(Dataset entries)

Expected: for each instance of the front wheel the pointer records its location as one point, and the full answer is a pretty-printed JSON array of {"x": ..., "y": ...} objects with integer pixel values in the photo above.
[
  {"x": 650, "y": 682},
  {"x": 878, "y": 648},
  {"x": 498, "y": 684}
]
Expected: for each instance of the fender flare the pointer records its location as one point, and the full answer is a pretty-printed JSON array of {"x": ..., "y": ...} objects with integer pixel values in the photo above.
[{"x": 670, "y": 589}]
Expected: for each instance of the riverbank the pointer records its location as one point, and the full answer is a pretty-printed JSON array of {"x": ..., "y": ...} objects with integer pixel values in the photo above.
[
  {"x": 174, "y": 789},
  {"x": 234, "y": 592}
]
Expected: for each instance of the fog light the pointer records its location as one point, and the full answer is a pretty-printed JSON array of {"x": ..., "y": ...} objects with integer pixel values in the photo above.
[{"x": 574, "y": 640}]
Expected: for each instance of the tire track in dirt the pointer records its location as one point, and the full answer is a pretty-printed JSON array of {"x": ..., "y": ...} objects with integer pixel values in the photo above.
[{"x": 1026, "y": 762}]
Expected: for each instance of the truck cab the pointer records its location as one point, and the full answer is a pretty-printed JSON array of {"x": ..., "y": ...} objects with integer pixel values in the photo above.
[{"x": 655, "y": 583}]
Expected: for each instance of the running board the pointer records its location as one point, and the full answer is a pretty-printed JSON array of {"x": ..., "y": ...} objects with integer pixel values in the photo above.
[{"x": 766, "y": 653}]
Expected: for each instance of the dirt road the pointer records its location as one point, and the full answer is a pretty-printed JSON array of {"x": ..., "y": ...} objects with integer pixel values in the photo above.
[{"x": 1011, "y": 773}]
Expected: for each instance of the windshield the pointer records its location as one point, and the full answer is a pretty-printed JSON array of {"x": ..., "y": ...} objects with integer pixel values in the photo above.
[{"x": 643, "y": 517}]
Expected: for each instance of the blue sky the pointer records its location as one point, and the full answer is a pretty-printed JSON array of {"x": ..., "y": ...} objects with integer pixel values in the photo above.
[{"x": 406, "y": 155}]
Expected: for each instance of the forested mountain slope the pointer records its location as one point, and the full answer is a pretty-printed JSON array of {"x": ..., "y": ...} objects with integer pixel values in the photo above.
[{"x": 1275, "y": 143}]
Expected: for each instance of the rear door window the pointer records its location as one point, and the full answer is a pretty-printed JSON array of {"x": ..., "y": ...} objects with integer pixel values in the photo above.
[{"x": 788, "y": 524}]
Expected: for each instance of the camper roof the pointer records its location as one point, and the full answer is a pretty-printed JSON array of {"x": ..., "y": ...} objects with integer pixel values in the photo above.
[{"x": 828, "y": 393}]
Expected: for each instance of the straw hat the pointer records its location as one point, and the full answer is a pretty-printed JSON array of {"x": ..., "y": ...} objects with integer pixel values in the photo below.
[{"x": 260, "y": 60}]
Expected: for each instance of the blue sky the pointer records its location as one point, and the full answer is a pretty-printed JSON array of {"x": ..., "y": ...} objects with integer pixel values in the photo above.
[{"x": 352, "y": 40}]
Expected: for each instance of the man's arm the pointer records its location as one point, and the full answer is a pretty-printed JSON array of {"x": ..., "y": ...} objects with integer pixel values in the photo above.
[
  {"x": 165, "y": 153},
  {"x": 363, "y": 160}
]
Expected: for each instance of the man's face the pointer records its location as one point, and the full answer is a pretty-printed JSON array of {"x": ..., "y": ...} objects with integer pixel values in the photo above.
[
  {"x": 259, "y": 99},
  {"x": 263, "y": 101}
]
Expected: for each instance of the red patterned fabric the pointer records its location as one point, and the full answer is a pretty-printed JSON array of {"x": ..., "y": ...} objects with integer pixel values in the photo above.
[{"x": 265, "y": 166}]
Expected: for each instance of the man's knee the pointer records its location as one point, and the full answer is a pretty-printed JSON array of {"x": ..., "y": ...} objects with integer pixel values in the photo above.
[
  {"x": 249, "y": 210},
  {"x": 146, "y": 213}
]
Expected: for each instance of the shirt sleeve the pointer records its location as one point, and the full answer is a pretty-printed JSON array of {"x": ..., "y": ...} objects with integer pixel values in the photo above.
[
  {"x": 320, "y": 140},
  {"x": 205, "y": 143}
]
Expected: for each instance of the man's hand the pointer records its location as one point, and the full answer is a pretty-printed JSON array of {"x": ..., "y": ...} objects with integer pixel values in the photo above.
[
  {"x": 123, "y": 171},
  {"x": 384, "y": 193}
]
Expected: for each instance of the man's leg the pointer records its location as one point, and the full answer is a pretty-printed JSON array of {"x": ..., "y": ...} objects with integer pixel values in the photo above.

To do
Give a word-for-word copy of the records.

Task result
Expected: for each instance of the front wheel the pointer records its location as one point, and the full answer is a pretty-printed JSON array of {"x": ..., "y": ...} objects with integer pixel values in the photo above.
[
  {"x": 650, "y": 682},
  {"x": 878, "y": 648},
  {"x": 498, "y": 684}
]
Expected: for each instance of the fender flare the pointer records its location as one point, and the full answer is a pretty-printed JSON array of {"x": ..., "y": ...} objects with integer pixel values in the photo above.
[{"x": 670, "y": 589}]
Expected: for each instance of the riverbank the pointer records its location as one point, and the full answer is a pretty-printed JSON array of {"x": ..., "y": ...} objects with integer pixel values in the photo above.
[
  {"x": 174, "y": 789},
  {"x": 234, "y": 592}
]
Expected: for each instance of the fog light the pointer records its location as one point, and the full answer is a pretty-printed JSON array of {"x": ..., "y": ...} objects with integer pixel values in the photo above.
[{"x": 574, "y": 640}]
Expected: for each instance of the tire track in dirt the pointer records its location as one point, and the full answer is a pretty-printed JSON array of {"x": ..., "y": ...} objects with integer pixel values in the photo above.
[{"x": 1026, "y": 762}]
Expected: for each instance of the truck cab the pointer records its location as one point, and the full answer is a pretty-printed JSON array of {"x": ..., "y": ...} objects with integer pixel values in the photo above.
[{"x": 655, "y": 583}]
Expected: for each instance of the running board the pointer records its location as one point, and the full answer is a pretty-printed JSON array of {"x": ..., "y": ...} objects with integer pixel values in the photo above.
[{"x": 766, "y": 653}]
Expected: for each instance of the dirt road the pointer records its location as one point, and the full answer is a pretty-printed JSON array of {"x": ..., "y": ...} objects with integer pixel values in the photo above.
[{"x": 1011, "y": 773}]
Expected: for each instance of the windshield the pointer records its location as one point, and the full answer is a pretty-printed JSON array of {"x": ..., "y": ...} objects with integer pixel values in the photo above.
[{"x": 643, "y": 517}]
Expected: for each instance of the blue sky the pointer records its location as one point, and the full answer is a pretty-printed JSON array of {"x": ..., "y": ...} objects with integer pixel values in the photo above.
[{"x": 406, "y": 155}]
Expected: for each instance of the forested mountain slope the pointer records its location as one point, and the full answer is a pretty-printed JSON array of {"x": ..., "y": ...} objects with integer pixel values in the photo above.
[{"x": 1275, "y": 143}]
Expected: for each instance of the rear door window the pointer records its location as one point, and the full answer is a pretty-printed JSON array of {"x": ..., "y": ...} objects with integer pixel values in the photo above.
[{"x": 788, "y": 524}]
Expected: for each instance of the camper roof the pointer records its location as one point, and the full answer is a pretty-printed JSON array of {"x": ..., "y": ...} objects with integer pixel values in the photo above.
[{"x": 828, "y": 393}]
Expected: for each instance of the straw hat the pointer records its location as one point, and the full answer is a pretty-printed JSON array of {"x": ..., "y": ...} objects with integer pixel values in the photo below.
[{"x": 260, "y": 60}]
Expected: for each instance of the blue sky the pointer records its location as one point, and the full answer is a pretty-printed JSON array of {"x": ..., "y": ...} objects with integer pixel values in the photo above.
[{"x": 352, "y": 40}]
Expected: for each instance of the man's arm the pointer records its location as one point, and the full answer is a pretty-printed JSON array of {"x": ..., "y": ...} objects with integer pixel values in the photo above.
[
  {"x": 165, "y": 153},
  {"x": 363, "y": 160}
]
Expected: for each instance of the man's face the pointer records its location as one point, and the full answer is a pretty-printed JSON array of {"x": ..., "y": ...} objects with integer pixel values in the photo above.
[
  {"x": 259, "y": 99},
  {"x": 263, "y": 101}
]
Expected: for each instance of the red patterned fabric the pointer records its location as one point, and the full answer is a pretty-printed JSON array of {"x": ..., "y": ...} objects with integer pixel values in the photo above.
[{"x": 265, "y": 166}]
Expected: for each instance of the man's knee the pointer records its location as one point, and the full answer is a pretty-printed JSON array of {"x": ..., "y": ...} objects with integer pixel values in the photo above.
[
  {"x": 249, "y": 210},
  {"x": 146, "y": 213}
]
Expected: for each instance of the shirt sleeve the pointer records its location as one point, and the full answer is a pretty-printed JSON array of {"x": ..., "y": ...} objects with integer pixel values in the photo above.
[
  {"x": 320, "y": 140},
  {"x": 205, "y": 143}
]
Expected: for each instance of the man's hand the pointer records its location as one point, and the full answer is a pretty-printed JSON array of {"x": ..., "y": ...} objects with integer pixel values in the photo above.
[
  {"x": 123, "y": 171},
  {"x": 384, "y": 193}
]
Expected: for each instance of the man's leg the pointer records its location as one point, and the full answer is a pretty-printed JSON array of {"x": ..., "y": ...} objects with integer pixel values in the photo above.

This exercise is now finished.